*** Opening of Passage to read ***
• New Thomas Cook OTA expected at any moment. About a year to the day (Sept. 23, 2019) that it collapsed, the tour operator Thomas Cook, it has been reported, is about to be revived by its new ownership, the Chinese conglomerate Fosun, which acquired the Thomas Cook brand last November for £11 million ($14 million). The acquisition also included Cook’s hotel brands Casa Cook and Cook’s Club, in addition to rights, title and interest in certain trademarks, domain names, software applications, social media accounts and licenses. Fosun’s portfolio of tourism interests also includes Club Med. As a part of its preparation for a Thomas Cook reboot, published accounts report, Fosun has retained a team of tourism industry professionals who are ready to launch and operate the new OTA.
• Saga’s Former Owner Trying to Save Brand: Sir Roger de Haan, the former owner of Saga is returning to the over-50s travel and insurance group by investing £100 million ($128 million) to shore up the company’s finances. Sir Roger, who sold Saga for £1.35 billion ($1.73 billion) in 2004, injected the funds in return for a 20 percent stake in the company, which suffered a pre-tax loss of £55.5 million ($71 million) in the six months up to July 31 after a £60 million ($77 million) impairment charge in its travel business as COVID-19 hit its operations.
Alongside his investment, Sir Roger joins the Saga board and serves as non-executive chairman, taking over from Patrick O’Sullivan, for an expected term of three years. In a statement, the company said: “The proposed equity raise is intended to strengthen the company’s financial position against the backdrop of the Covid-19 outbreak and the ongoing suspension of travel and to better position Saga for longer-term recovery and growth.” De Haan, whose father Sidney founded Saga in 1948, took over the business in 1984 before selling it to a management buyout team funded by the private equity group Charterhouse.
*** Close of Passage to read ***
*** Opening of Data to examine ***
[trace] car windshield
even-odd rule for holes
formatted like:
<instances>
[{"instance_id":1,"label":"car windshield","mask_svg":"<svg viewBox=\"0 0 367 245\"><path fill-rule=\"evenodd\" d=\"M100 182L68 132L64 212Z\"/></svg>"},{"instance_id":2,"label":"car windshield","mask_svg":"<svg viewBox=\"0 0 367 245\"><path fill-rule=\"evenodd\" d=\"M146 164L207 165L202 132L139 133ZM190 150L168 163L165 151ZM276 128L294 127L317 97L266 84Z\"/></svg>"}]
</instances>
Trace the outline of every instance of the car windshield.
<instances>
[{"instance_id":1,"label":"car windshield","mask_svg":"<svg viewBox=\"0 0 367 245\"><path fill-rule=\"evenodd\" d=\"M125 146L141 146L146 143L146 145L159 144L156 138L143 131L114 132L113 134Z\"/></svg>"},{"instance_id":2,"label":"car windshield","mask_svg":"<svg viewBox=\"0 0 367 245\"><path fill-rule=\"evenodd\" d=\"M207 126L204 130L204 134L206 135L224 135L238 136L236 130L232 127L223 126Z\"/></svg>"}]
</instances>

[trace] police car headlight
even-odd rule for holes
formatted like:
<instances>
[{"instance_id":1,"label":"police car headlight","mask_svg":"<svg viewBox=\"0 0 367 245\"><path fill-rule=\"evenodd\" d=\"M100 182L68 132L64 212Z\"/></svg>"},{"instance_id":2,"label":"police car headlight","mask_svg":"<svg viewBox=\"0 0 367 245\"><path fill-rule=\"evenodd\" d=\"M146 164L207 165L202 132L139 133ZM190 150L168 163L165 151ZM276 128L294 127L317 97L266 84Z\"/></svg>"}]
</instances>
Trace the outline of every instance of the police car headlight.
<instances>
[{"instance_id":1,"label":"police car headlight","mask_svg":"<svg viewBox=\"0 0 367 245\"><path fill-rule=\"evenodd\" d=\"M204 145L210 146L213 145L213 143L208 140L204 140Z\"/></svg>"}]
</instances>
*** Close of Data to examine ***
*Problems to solve*:
1 - How would you render this sentence from the travel news items about Thomas Cook and Saga in Spanish: "Fosun’s portfolio of tourism interests also includes Club Med."
2 - Pick up the travel news items about Thomas Cook and Saga after their final sentence and carry them on.

*Expected responses*:
1 - La cartera de intereses turísticos de Fosun también incluye Club Med.

2 -
• Former STA Travel branch manager launches a specialist youth travel brand. Arron Mitchell, director of travel agency Platinum World Travel, says the new company Syte (an acronym for Student & Youth Travel Escapes) will target “18-30-ish” clients. The unstated hope is that Syte will fill a void created with the closure of STA Travel, a specialist youth travel agency and tour operator with 49 retail stores. STA, which was owned by Diethelm Keller Holding, with headquarters in Zurich and London, had almost 2,000 employees working in over 200 stores worldwide. Last month, the Swiss parent company filed for insolvency.
• Michael Barkoczy, one of the most widely known executive-level professionals in Brazil’s travel and tourism industry, has launched his new travel company— Easy Travel Shop (ETS), populating it with some other well-known senior management types. Barkoczy, who served as director of international for CVC for nearly a dozen years, then as president of the tour operator FlytourMMT Travel, had been operating his own consultancy for nearly two years before launching the new company, which will focus on selling tours and activities. Barkoczy told the Brazilian trade publication PANROTAS, “Our focus is on tours, tickets, attractions, experiences … We will have day use in hotels, but not room night.”
• Hays Travel acquires Tailor Made Travel after the latter folds. The deal will cover Tailor Made’s retail estate of 20 shops and about 100 employees. A statement from Tailor Made, said “Hays Travel had been contacted and made an expression of interest. Our offer to acquire all 20 shops was agreed, as was the retention of approximately 100 employees, late Friday afternoon (September 4th).” Three weeks ago, Tailor Made Travel chief executive Simon Morgan indicated that he was planning to close 15 of the Welsh business’s 20 stores in order to save the company.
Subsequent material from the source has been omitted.